Records for processing:
════
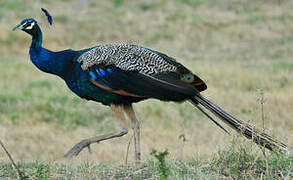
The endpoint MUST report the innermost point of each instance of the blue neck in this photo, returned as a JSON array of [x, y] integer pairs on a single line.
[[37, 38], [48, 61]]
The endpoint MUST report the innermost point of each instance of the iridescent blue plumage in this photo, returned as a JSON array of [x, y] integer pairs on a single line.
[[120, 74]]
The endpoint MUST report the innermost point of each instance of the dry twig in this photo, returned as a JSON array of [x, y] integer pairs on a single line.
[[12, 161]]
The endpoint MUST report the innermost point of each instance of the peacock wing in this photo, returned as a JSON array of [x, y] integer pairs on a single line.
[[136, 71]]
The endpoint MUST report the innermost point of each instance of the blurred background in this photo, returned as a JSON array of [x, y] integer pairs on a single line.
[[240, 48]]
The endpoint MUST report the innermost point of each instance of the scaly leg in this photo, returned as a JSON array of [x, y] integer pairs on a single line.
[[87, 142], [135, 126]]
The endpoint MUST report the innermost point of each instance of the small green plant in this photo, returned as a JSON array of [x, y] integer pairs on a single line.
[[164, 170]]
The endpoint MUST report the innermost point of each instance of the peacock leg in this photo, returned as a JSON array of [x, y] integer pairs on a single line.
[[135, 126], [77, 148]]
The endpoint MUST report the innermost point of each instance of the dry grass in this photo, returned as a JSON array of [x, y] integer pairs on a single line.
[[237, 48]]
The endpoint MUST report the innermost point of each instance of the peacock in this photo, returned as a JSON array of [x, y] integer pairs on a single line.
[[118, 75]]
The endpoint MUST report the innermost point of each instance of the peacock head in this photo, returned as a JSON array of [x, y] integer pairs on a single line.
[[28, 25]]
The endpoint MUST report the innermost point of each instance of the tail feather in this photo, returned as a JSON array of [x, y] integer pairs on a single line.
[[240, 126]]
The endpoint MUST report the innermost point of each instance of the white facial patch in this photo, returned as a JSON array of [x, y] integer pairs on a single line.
════
Request: Lay out the rows above as a Markdown table with the columns No. and Text, giving each line its number and its wording. Skip blank lines and leave out the pictures.

Response below:
| No. | Text |
|---|---|
| 1 | The endpoint MUST report the innermost point of each instance of the blue neck in this photo, returned as a JSON array of [x, y] integer pairs on a single line. |
| 2 | [[37, 38], [48, 61]] |
| 3 | The endpoint MUST report the innermost point of each instance of the iridescent blue plumage in this photo, returned as a JSON array of [x, y] integer pairs on a single line. |
| 4 | [[120, 74]] |
| 5 | The endpoint MUST report the innermost point of each instance of the dry twig in this photo, returned as a JSON array of [x, y] integer pairs on a single line. |
| 6 | [[12, 161]] |
| 7 | The endpoint MUST report the innermost point of each instance of the peacock wing in this photo, returned as a JSON array of [x, y] integer pairs on a single line. |
| 8 | [[136, 71]] |
| 9 | The endpoint MUST report the innermost point of each instance of the blurred background in this photo, returned as a JSON array of [x, y] integer pairs on a single line. |
| 10 | [[240, 48]] |
| 11 | The endpoint MUST report the innermost point of each instance of the scaly leg in this photo, returned as a JSON array of [x, y] integer pairs on a single line. |
| 12 | [[87, 142], [135, 126]] |
| 13 | The endpoint MUST report the innermost point of each instance of the small green plant in this photo, returned as a JSON array of [x, y] integer pairs on a single line. |
| 14 | [[164, 170]] |
| 15 | The endpoint MUST report the innermost point of each instance of the peacock leg in this photo, returned as a JSON array of [x, y] integer pairs on a single line. |
| 16 | [[135, 126], [77, 148]] |
| 17 | The endpoint MUST report the innermost point of each instance of the dry grass in this photo, returned as a JSON array of [x, y] integer pairs on a single line. |
| 18 | [[237, 48]] |
| 19 | The endpoint MUST report the innermost point of each instance of the peacock in this photo, returned as a JSON array of [x, y] integer pairs on a single line. |
| 20 | [[118, 75]] |
| 21 | The endpoint MUST report the innermost point of each instance of the peacock head in this photo, returned as a JSON array of [x, y] integer pairs on a single line. |
| 22 | [[28, 25]] |
| 23 | The endpoint MUST report the innermost point of each instance of the tail feather in this photo, returned as a JSON array of [x, y] integer pairs on a single line. |
| 24 | [[240, 126]] |
| 25 | The endpoint MUST report the innermost point of each instance of the white facial patch in this photo, returned as a JSON array of [x, y] integer pairs on a single line. |